*TO DO*.
(a) Do these statements agree with the text on Australian aid? (i) The competition was aimed at secondary students. (ii) The aid budget is currently being increased. (iii) Anisa attends Chisholm Catholic College. Answer yes or no for each and quote the deciding words.
(b) Can you sum up the text on Australian aid in two sentences?

*SOURCE EXTRACT*.
_ _ _ _ _ _ _

By Jessica Wheelock, Oxfam Community Campaigner, Qld

We all deserve a fair go, right? Whoever we are, wherever we live?

And by its very nature, a ‘fair go’ is universal. It has to be if it’s going to be fair.

This means a fair go in accessing things like education, healthcare, employment, food, water, and a broad range of human rights including gender equality.

Right now, around the world, Australian aid is helping providing this access. It’s helping make the world a fairer place.

In partnership with local communities, through Australian aid we are supporting mothers through childbirth, giving access to clean water and both preventing and curing disease.

In my community, more and more people are talking about how proud they are of the difference Australian aid makes, and of our potential to create a fairer world.

But at the same time, we are witnessing the largest ever cuts to our aid budget. These cuts mean our contribution to ending poverty could soon be at its lowest ever level.

Last month, we held a competition to find out how important secondary students thought Australian aid is in building a fairer global community. The response was incredible; and on the awards night kids took the stage to recite, rhyme and remark their thoughts.

“The new Einstein could call Cambodia home and we wouldn’t even know it; but Australian aid does,” said Tarni from Chisholm Catholic College.

Anisa from Runcorn State High School rhymed that “If we ever want to change this world, there can only be one conclusion. Increasing Australian aid has to be our solution!”

Aaliyah from St John’s Catholic College knows that “contributing just a little bit more would make such a huge difference.”

In recent years, the Australian Government hasn’t appeared to share these views. But with our new Prime Minister comes renewed hope.

I wonder what Malcolm Turnbull would have to say if he was on stage with Tarni, Aaliyah and Anisa?

I know what I’d like him to say.

He would celebrate the great things Australian aid has and will increasingly achieve. He would make the case for repairing our aid budget, not cutting it further. And he would set a vision for a future free from poverty.

Please join me in asking the Prime Minister to do just that. As Sophia from St John’s Anglican College says: “We must be heard. We can no longer let it be. So spread the word!”

_ _ _ _ _ _ _

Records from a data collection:
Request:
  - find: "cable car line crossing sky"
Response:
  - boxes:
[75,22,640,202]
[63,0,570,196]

_ _ _ _ _ _ _

*TASK RESPONSES*.
(a)
(i) Yes: "we held a competition to find out how important secondary students thought Australian aid is in building a fairer global community."
(ii) No: "we are witnessing the largest ever cuts to our aid budget."
(iii) No: "Anisa from Runcorn State High School"

(b) The text argues that a fair go is universal and that Australian aid, in partnership with local communities, helps provide access to things like clean water and care for mothers through childbirth. The aid budget now faces its largest ever cuts, so, echoing secondary students from a recent competition, the text asks readers to join in urging Prime Minister Malcolm Turnbull to repair the aid budget rather than cut it further.